- **Named object pointing entries**:
◇ ◇ ◇ ◇
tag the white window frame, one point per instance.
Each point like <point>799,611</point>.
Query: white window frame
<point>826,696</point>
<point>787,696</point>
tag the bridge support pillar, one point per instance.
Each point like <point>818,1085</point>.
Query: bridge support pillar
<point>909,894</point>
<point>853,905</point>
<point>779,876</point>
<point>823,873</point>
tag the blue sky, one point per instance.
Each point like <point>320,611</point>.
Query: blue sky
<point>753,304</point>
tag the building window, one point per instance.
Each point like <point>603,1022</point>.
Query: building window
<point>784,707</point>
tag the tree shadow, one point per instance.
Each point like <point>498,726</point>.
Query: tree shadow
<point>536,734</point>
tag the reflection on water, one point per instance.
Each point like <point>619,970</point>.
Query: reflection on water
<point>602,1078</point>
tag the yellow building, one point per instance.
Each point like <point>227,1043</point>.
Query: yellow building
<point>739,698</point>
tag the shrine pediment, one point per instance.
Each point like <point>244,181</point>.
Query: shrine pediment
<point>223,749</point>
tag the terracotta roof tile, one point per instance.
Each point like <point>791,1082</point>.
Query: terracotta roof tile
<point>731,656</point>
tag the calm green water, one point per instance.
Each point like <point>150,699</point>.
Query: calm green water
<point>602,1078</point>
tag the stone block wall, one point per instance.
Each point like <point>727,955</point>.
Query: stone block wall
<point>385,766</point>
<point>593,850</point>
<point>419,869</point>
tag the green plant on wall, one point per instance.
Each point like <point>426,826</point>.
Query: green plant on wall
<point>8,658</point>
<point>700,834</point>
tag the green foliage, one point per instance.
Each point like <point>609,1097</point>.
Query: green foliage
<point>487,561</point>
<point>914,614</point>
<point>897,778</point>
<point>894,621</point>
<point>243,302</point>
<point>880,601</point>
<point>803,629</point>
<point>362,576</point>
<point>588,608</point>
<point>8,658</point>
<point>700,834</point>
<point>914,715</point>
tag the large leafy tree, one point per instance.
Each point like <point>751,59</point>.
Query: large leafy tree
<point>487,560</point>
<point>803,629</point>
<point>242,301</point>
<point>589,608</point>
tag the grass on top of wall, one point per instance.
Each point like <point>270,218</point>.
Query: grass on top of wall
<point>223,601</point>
◇ ◇ ◇ ◇
- **Task**: Return every line of the material above verbatim, from the first to the last.

- **Reply to the task**:
tag the white window frame, one point per instance.
Each point like <point>799,611</point>.
Query: white window frame
<point>826,696</point>
<point>787,696</point>
tag the bridge support pillar, one point per instance.
Each point like <point>818,1085</point>.
Query: bridge support pillar
<point>909,894</point>
<point>853,905</point>
<point>779,876</point>
<point>823,873</point>
tag the blue sky, one point per instance.
Each point like <point>320,611</point>.
Query: blue sky
<point>753,304</point>
tag the building window, one point per instance.
Each point like <point>603,1022</point>.
Query: building window
<point>784,707</point>
tag the tree shadow, one point per instance.
Each point like <point>498,726</point>.
Query: tree shadow
<point>536,734</point>
tag the reflection on water, one point per instance.
Each point like <point>619,970</point>.
Query: reflection on water
<point>602,1078</point>
tag the yellow building, one point per instance.
Each point like <point>227,1043</point>.
Query: yellow building
<point>739,698</point>
tag the shrine pediment, one point per instance.
Each point like <point>244,181</point>.
Query: shrine pediment
<point>223,749</point>
tag the terracotta roof tile, one point per instance.
Each point like <point>791,1082</point>.
Query: terracotta roof tile
<point>731,656</point>
tag the calm green water, one point per instance.
Each point like <point>150,699</point>.
Query: calm green water
<point>602,1078</point>
tag the stone block wall, one point per instance.
Each point like <point>727,955</point>.
Query: stone block wall
<point>385,766</point>
<point>593,850</point>
<point>419,869</point>
tag the green plant on wall, one point per instance.
Each point like <point>426,826</point>.
Query: green plant on wall
<point>8,658</point>
<point>700,834</point>
tag the green foliage, one point per instance.
Each point like <point>609,1097</point>.
Query: green foliage
<point>487,561</point>
<point>914,614</point>
<point>897,778</point>
<point>894,621</point>
<point>243,302</point>
<point>880,601</point>
<point>803,629</point>
<point>362,576</point>
<point>588,608</point>
<point>8,658</point>
<point>700,834</point>
<point>914,715</point>
tag the large leafy tree, one point per instance.
Each point like <point>751,59</point>.
Query: large leafy tree
<point>487,560</point>
<point>803,629</point>
<point>242,301</point>
<point>589,608</point>
tag the grass on top of wall, one point per instance.
Each point like <point>270,218</point>.
Query: grass on top of wall
<point>223,601</point>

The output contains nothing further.